* Set task:
Copy the material below word for word, starting at its first line and stopping after the line that contains "[[159, 325]]".

#####

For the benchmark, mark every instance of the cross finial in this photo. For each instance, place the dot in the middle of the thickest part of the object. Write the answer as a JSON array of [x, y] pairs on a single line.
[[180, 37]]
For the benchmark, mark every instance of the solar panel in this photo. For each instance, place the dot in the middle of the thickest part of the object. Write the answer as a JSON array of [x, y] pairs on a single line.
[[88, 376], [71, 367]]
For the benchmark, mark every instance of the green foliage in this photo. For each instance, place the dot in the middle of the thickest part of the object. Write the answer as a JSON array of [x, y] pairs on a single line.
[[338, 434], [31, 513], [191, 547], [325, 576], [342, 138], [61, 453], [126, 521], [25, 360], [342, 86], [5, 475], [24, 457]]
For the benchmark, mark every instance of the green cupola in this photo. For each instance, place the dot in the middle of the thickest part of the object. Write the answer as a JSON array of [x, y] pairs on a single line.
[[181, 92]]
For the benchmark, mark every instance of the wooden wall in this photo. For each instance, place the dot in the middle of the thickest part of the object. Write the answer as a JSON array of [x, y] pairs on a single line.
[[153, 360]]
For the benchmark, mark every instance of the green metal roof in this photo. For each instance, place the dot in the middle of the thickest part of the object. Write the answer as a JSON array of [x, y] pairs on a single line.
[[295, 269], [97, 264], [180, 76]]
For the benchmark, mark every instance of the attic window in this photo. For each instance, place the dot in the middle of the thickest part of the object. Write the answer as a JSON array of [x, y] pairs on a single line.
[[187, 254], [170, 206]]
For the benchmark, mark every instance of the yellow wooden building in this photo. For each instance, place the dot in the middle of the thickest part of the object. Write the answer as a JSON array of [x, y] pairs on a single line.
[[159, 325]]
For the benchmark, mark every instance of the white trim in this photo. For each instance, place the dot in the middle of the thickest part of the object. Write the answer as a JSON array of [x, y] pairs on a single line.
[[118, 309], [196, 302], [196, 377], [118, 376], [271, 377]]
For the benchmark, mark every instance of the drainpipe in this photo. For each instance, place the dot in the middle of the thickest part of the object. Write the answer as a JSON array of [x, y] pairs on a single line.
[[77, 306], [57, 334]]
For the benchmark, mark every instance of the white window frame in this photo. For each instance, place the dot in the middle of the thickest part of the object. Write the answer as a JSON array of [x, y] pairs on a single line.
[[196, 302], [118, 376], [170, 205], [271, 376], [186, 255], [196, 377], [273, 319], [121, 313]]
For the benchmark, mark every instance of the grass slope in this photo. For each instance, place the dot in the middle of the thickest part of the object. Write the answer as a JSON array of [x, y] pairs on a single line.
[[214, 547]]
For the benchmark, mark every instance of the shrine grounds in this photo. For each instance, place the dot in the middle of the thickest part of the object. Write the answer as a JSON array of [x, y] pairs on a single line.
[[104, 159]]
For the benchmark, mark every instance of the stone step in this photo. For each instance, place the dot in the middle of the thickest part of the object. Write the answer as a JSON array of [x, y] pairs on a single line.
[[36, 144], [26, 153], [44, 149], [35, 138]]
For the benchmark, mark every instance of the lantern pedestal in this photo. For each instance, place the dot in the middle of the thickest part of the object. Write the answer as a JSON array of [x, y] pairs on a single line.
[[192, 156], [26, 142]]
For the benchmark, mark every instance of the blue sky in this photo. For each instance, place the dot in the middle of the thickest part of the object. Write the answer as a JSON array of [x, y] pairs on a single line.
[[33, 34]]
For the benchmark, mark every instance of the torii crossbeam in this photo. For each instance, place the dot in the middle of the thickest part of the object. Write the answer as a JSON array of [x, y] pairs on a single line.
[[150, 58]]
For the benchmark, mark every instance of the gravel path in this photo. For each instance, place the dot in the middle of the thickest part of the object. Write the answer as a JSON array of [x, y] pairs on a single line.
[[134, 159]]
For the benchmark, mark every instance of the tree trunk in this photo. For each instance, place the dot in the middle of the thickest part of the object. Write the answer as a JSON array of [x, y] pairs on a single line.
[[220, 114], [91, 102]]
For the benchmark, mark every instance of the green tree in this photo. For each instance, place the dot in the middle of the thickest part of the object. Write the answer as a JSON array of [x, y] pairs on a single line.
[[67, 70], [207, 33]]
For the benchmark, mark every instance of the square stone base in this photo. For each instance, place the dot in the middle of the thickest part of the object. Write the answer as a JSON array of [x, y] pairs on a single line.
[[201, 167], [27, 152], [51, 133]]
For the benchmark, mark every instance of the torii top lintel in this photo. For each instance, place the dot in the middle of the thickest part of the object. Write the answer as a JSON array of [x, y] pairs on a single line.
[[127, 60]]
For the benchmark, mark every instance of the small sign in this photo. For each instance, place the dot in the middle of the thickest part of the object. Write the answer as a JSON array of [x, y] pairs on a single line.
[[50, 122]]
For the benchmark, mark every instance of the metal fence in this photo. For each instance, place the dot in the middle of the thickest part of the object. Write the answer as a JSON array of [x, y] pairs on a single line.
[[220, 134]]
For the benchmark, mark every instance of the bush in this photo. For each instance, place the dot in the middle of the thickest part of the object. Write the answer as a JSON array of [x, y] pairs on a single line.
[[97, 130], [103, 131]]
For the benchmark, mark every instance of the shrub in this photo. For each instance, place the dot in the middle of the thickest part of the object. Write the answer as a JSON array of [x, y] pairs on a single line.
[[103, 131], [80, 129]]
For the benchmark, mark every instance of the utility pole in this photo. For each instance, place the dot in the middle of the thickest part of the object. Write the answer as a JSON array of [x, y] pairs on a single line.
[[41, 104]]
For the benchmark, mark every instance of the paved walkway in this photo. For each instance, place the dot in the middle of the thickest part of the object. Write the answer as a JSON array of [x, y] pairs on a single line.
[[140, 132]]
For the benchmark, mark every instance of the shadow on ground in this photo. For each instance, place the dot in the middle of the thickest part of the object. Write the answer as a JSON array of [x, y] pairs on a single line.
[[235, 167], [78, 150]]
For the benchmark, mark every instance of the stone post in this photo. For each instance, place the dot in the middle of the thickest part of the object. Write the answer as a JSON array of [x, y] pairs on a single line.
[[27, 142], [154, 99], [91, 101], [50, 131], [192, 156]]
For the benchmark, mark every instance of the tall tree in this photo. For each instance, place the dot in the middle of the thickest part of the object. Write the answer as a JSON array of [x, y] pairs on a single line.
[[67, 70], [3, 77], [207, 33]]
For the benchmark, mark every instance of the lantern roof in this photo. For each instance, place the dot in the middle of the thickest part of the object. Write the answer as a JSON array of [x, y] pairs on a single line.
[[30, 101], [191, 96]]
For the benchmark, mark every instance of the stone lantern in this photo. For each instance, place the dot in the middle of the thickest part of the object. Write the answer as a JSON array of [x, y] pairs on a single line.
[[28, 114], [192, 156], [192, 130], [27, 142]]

#####

* Worked solution:
For the benchmark, mark every instance of the cross finial in this photo. For each instance, place the dot in the middle of the thickest part of the object. Write the answer as a JSON array of [x, y] pairs on a single line.
[[180, 37]]
For the benchmark, mark every instance of the solar panel in this photo. For each instance, place the dot in the middle of the thickest part of the object. Write the answer as a JSON array of [x, y] pairs on a single line.
[[88, 376], [71, 367]]
For the benchmark, mark every instance of the green foliage in this photo. For each instance, place the dot in the middle of the thickest part of the object. Write the answer as a JSON array of [x, y] pairs on a single line.
[[338, 434], [31, 513], [191, 547], [325, 576], [342, 138], [61, 453], [126, 521], [25, 360], [342, 86], [5, 475], [24, 457]]
For the benchmark, mark every instance of the green cupola in this photo. For each instance, place the dot in the middle of the thickest part of the object. Write the answer as a JSON array of [x, y] pairs on a single line.
[[181, 92]]
For the benchmark, mark every instance of the wooden wall in this photo. For each instance, place the dot in the middle of the thickest part of the object. Write the answer as a JSON array of [x, y] pairs on a single line.
[[153, 360]]
For the benchmark, mark every instance of the green metal roof in this photo. For each instance, place the dot in the middle of the thickest part of the object. Write the answer as a JSON array of [x, y] pairs on a single line.
[[295, 269], [97, 264], [180, 76]]
For the benchmark, mark every instance of the attic window in this photo. For each instance, place the dot in the middle of the thickest part of the object. Write the answer as a JSON array of [x, y] pairs on a single line.
[[187, 254], [170, 206]]
For the benchmark, mark every instance of the yellow wooden building in this photo. For each instance, place the dot in the middle of the thickest part of the object. Write the answer as a JSON array of [x, y] pairs on a single line.
[[159, 325]]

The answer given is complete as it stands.